Source: | Saturday, April 1, 2017

01 April 2017:  India cannot afford to strain its ties with African countries, whose support is needed, besides other things, for a reform of the United Nations Security Council and India's inclusion in it as a permanent member

The latest attacks on African students in Noida once again underline the ugly fact that a large number of Indians are racists, and are either oblivious of, or criminally indifferent to, the potentially disastrous consequences of their actions. These further focus on the need to look closely at the role of the police which failed to prevent the attacks and did not do enough to halt these while in progress.

The argument that they were taken unawares, does not wash. The hatred fanned against African students in Noida, Delhi and some other parts of India, has been manifest for several years. In May 2016, a Congolese youth was beaten to death in Vasant Kunj, Delhi, and at least four men and two women were injured in attacks on 12 Africans in Rajpur Khurd village in south Delhi. According to reports, locals targeted them because of their “freewheeling lifestyle”. In October 2014, three Africans were attacked at the Rajiv Gandhi metro station and were eventually rescued by a CISF personnel who dispersed the mob.

In January 2014, Somnath Bharti, then Minister in the Aam Aadmi Party’s Government in Delhi, allegedly led a group of people to a house in Delhi’s Khirki Village, following a tip off about a drugs and sex racket. They reportedly mobbed four African women — two Nigerians and two Ugandans — and took them to the All India Institute of Medial Sciences hospital, where no trace of any drug was found in their bodies. The women complained of molestation by the men.

The attacks on Africans — particularly Nigerians who constituted most of the victims — had caused considerable concern in India as well as in African countries. In an interview with NDTV’s Srinivasan Jain at the margins of the third India-Africa Forum Summit in New Delhi in October 2015, President Muhammadu Buhari of Nigeria described as “unfortunate” the attacks on, and the racist comments hurled at, Nigerian nationals in India, and said that these indicated the mindsets of the people behind these. It was a very measured and responsible statement, and the very fact that it came from the President of Nigeria carried its own significance.

Given this background and the concentration of African nationals in the Noida area, local police personnel ought to have been extra-vigilant about signs of racial tension building up and taken pre-emptive action. While they face many challenges, making many demands on their time, three questions cannot be brushed under the carpet. Did some of them share the racism of the assailants? Were they afraid to act, given the country’s record of political victimisation of uniformed persons who did their job? Did inefficiency of the intelligence apparatus on the ground prevent it from picking up the danger signals? The third question is particularly important. India may have to pay a very heavy price for poor intelligence-gathering at a time when, facing the eclipse of its power in West Asia, the Islamic State is trying to entrench itself in the Afghanistan-Pakistan area and increasingly unleash terror strikes against India and Bangladesh.

• [EXTRACTED RECORDS]:
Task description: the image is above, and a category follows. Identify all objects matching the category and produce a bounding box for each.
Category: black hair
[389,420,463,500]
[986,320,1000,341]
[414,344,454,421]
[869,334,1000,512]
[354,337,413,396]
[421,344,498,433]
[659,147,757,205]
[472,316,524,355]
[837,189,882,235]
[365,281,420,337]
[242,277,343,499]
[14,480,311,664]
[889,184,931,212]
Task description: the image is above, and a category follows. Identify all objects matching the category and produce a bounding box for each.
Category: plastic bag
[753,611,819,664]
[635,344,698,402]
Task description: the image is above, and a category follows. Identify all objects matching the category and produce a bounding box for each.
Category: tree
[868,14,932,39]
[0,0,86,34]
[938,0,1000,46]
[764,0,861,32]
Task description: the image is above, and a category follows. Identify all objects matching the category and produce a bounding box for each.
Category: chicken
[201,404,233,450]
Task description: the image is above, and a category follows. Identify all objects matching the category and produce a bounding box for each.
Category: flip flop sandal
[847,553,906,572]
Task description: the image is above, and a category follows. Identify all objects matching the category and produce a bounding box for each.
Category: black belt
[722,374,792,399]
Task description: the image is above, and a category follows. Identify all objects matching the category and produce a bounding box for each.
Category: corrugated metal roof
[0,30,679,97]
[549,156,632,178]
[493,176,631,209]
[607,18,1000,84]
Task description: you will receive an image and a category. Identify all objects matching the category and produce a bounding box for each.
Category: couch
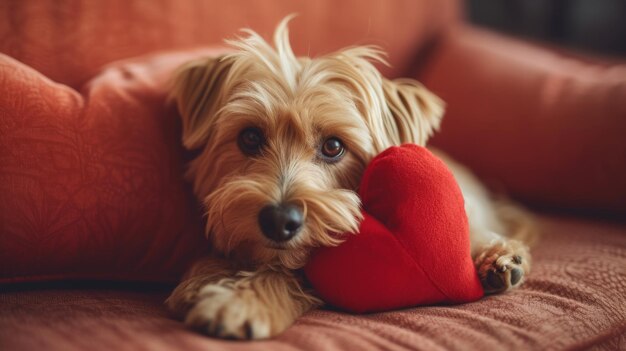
[0,0,626,350]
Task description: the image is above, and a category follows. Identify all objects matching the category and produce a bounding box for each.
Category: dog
[166,18,533,339]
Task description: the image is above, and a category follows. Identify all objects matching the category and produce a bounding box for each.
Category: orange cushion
[0,0,460,87]
[0,52,224,282]
[422,28,626,214]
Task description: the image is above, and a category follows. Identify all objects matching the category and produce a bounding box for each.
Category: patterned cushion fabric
[422,28,626,216]
[0,218,626,351]
[0,0,460,87]
[0,50,224,282]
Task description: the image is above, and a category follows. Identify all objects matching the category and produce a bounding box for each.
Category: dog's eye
[238,128,265,155]
[321,137,345,162]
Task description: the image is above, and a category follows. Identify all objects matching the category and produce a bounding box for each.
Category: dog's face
[172,21,443,269]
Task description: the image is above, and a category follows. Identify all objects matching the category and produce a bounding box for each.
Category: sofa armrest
[419,27,626,214]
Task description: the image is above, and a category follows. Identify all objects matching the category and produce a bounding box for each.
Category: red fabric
[0,0,461,87]
[0,52,225,282]
[420,27,626,217]
[305,144,483,313]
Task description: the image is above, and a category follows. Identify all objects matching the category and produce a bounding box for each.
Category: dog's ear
[376,78,445,146]
[170,56,233,150]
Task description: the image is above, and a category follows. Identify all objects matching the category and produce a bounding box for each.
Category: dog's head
[172,20,443,269]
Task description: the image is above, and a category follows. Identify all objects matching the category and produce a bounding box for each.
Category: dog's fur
[167,20,531,339]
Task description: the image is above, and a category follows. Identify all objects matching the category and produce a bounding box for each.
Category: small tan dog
[167,19,531,339]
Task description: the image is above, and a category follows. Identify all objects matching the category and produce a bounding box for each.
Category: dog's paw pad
[180,286,270,340]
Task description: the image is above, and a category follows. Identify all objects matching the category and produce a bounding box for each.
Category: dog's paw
[474,240,530,294]
[185,285,272,340]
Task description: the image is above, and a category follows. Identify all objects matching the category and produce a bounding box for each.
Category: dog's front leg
[166,259,320,339]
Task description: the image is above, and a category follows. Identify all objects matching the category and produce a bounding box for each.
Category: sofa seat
[0,216,626,351]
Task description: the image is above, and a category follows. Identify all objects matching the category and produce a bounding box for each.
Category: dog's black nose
[259,204,304,242]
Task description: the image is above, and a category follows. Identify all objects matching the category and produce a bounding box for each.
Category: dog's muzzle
[259,204,304,242]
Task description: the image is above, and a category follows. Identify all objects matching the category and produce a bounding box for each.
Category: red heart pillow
[305,144,483,313]
[0,50,225,283]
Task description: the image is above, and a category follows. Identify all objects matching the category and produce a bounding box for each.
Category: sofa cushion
[0,0,460,87]
[0,218,626,351]
[0,50,225,282]
[422,27,626,215]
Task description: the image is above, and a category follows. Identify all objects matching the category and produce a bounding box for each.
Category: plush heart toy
[305,144,483,313]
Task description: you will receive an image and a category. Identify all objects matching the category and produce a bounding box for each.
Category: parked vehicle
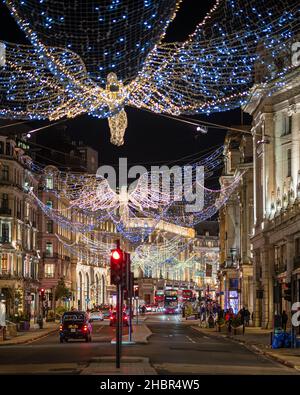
[59,311,92,343]
[90,310,104,322]
[109,311,128,326]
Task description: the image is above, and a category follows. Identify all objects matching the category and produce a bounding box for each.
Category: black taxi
[59,311,92,343]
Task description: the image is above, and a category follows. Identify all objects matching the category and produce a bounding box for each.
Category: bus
[181,289,194,304]
[164,289,179,314]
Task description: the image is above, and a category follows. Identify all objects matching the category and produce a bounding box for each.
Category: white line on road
[187,336,196,343]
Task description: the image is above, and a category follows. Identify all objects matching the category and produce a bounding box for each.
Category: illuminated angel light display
[25,147,243,245]
[0,0,300,145]
[28,147,241,243]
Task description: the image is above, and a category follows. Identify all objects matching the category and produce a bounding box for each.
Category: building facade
[218,126,253,313]
[0,135,40,318]
[244,67,300,328]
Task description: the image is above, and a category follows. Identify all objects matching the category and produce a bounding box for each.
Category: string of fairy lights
[25,147,242,244]
[0,0,300,145]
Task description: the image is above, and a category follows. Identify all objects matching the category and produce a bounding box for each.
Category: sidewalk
[0,322,59,347]
[112,323,152,344]
[192,325,300,371]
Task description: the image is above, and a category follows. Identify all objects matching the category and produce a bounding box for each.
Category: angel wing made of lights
[0,0,300,145]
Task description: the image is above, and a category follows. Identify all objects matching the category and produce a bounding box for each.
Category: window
[287,149,292,177]
[47,221,53,233]
[1,193,8,208]
[282,114,292,136]
[5,142,11,156]
[44,263,54,278]
[46,242,53,257]
[1,222,10,243]
[1,254,8,274]
[2,165,9,181]
[46,176,53,189]
[295,237,300,256]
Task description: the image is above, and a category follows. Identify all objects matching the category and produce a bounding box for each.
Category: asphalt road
[0,315,299,375]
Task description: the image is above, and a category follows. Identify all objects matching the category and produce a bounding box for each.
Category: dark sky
[0,0,250,175]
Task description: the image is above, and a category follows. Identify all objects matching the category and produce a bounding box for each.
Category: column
[261,246,274,329]
[252,249,261,326]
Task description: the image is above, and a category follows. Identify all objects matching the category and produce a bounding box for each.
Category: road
[0,315,299,375]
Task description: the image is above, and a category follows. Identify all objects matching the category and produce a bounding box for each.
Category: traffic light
[110,248,124,285]
[122,252,131,291]
[283,283,292,302]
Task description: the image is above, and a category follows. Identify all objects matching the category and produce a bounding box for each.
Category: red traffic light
[111,250,121,261]
[110,248,124,285]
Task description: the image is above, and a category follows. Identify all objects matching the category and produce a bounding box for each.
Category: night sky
[0,0,250,179]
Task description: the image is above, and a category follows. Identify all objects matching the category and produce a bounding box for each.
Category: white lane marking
[186,336,196,343]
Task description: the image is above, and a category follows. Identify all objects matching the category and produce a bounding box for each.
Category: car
[90,310,104,322]
[101,307,112,319]
[59,311,92,343]
[109,311,128,326]
[164,306,180,314]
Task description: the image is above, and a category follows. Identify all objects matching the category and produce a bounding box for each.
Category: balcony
[0,207,11,215]
[43,252,61,259]
[0,237,11,244]
[293,256,300,270]
[275,263,287,274]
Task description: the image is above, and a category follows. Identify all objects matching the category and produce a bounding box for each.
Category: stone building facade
[0,135,40,318]
[244,67,300,328]
[218,126,253,313]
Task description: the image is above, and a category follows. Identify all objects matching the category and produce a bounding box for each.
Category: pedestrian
[281,310,289,332]
[245,309,250,326]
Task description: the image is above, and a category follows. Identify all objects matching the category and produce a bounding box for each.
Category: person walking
[245,309,251,326]
[281,310,289,332]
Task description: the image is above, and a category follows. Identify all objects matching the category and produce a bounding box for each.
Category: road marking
[187,336,196,343]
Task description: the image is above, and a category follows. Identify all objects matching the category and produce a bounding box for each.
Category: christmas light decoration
[25,147,242,243]
[0,0,300,145]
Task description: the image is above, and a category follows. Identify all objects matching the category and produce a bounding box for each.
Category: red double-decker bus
[181,289,193,303]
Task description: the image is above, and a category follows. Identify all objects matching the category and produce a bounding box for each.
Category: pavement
[0,322,59,347]
[80,357,157,376]
[0,314,300,377]
[192,325,300,371]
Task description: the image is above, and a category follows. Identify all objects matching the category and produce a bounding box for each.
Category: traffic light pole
[116,284,122,369]
[128,272,133,342]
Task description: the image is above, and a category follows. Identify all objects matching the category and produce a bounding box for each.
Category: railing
[43,252,61,259]
[44,273,55,278]
[0,270,24,280]
[0,207,11,215]
[275,263,287,274]
[294,256,300,270]
[0,237,10,243]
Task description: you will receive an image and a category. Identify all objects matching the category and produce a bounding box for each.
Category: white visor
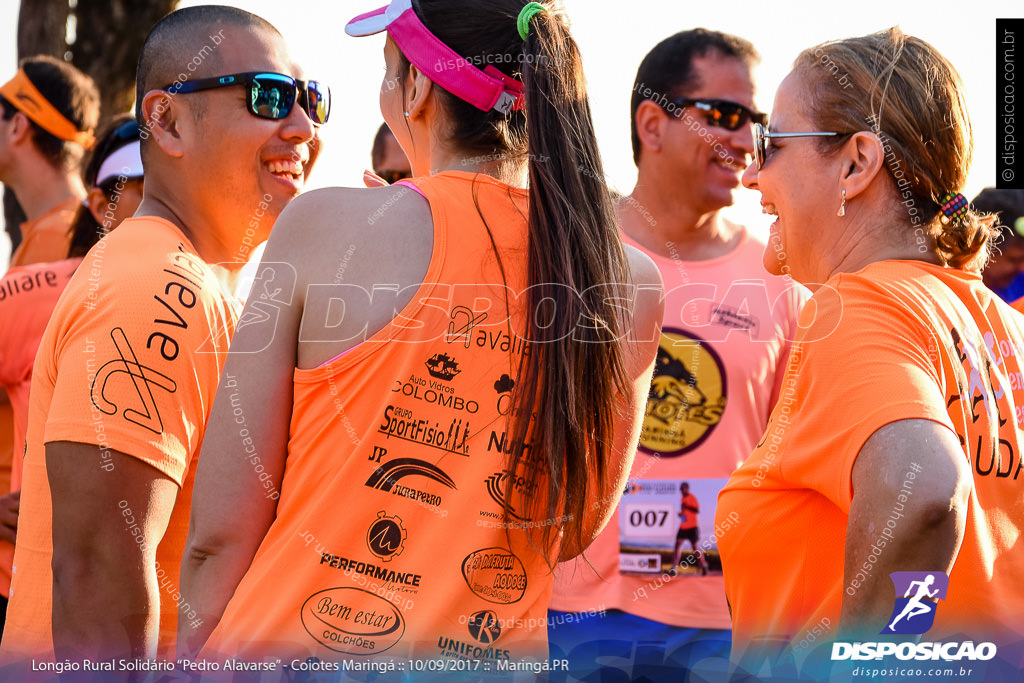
[345,0,413,38]
[96,140,142,186]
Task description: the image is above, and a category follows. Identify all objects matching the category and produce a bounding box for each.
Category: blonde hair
[794,27,998,271]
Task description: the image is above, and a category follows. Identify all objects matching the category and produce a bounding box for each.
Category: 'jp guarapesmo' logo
[640,328,726,458]
[300,588,406,654]
[882,571,949,635]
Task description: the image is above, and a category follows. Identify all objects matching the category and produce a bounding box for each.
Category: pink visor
[345,0,523,114]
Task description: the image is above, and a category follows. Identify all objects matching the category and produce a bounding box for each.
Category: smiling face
[662,52,757,214]
[743,72,843,283]
[178,27,319,238]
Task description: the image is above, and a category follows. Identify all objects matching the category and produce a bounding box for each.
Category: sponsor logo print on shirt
[466,609,502,645]
[367,510,409,562]
[444,306,487,348]
[89,328,177,434]
[714,304,761,339]
[423,353,462,382]
[377,405,469,457]
[480,470,537,521]
[364,456,457,506]
[640,328,727,458]
[300,588,406,654]
[882,571,949,635]
[462,548,526,605]
[391,373,480,413]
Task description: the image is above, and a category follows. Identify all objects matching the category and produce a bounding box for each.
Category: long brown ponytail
[405,0,629,550]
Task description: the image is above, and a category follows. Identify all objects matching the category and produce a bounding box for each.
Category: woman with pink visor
[179,0,662,676]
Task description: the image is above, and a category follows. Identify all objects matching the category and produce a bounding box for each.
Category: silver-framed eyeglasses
[754,123,840,171]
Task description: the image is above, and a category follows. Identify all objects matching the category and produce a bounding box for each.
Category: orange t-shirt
[679,494,700,530]
[0,258,82,596]
[2,218,238,661]
[204,171,557,667]
[10,199,81,267]
[551,227,807,629]
[717,261,1024,657]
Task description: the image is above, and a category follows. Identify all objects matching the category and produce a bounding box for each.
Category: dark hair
[370,123,394,168]
[68,114,139,258]
[400,0,629,552]
[794,27,998,270]
[135,5,281,142]
[10,54,99,170]
[630,29,761,164]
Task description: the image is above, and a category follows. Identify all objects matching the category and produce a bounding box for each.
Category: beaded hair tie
[940,193,968,223]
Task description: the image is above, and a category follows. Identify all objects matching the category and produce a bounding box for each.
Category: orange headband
[0,69,96,148]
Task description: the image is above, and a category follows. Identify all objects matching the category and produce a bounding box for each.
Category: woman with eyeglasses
[179,0,662,663]
[0,114,142,622]
[717,28,1024,664]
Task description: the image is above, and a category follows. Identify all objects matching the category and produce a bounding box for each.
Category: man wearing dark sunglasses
[549,29,803,680]
[2,6,330,664]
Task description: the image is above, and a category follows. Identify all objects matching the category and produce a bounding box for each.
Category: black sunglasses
[161,72,331,126]
[374,171,413,185]
[663,97,768,130]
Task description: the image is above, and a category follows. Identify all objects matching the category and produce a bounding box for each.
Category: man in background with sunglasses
[2,6,330,677]
[0,55,99,628]
[549,29,805,680]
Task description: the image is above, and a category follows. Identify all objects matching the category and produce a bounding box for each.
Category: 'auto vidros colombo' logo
[831,571,996,661]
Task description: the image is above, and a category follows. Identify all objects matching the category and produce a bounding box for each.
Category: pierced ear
[8,112,32,144]
[840,130,886,199]
[141,90,183,157]
[636,99,670,156]
[85,187,109,227]
[406,63,434,119]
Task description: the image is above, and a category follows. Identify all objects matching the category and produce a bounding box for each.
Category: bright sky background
[0,0,1024,255]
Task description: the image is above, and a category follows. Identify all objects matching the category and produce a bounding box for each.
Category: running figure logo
[882,571,949,635]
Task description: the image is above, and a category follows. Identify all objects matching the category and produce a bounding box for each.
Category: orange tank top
[204,172,557,670]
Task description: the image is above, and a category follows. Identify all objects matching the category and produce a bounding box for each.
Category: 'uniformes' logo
[882,571,949,635]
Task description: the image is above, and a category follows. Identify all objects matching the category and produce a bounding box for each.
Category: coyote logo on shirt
[640,328,726,458]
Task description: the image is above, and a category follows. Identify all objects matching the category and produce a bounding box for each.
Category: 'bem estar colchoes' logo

• [ACTIVITY]:
In the passage on attacks against African students in India, who rescued the three Africans attacked at the Rajiv Gandhi metro station in October 2014? Work only from the passage, not from the rows.

• [RESULT OF THIS TASK]:
A CISF personnel, who dispersed the mob.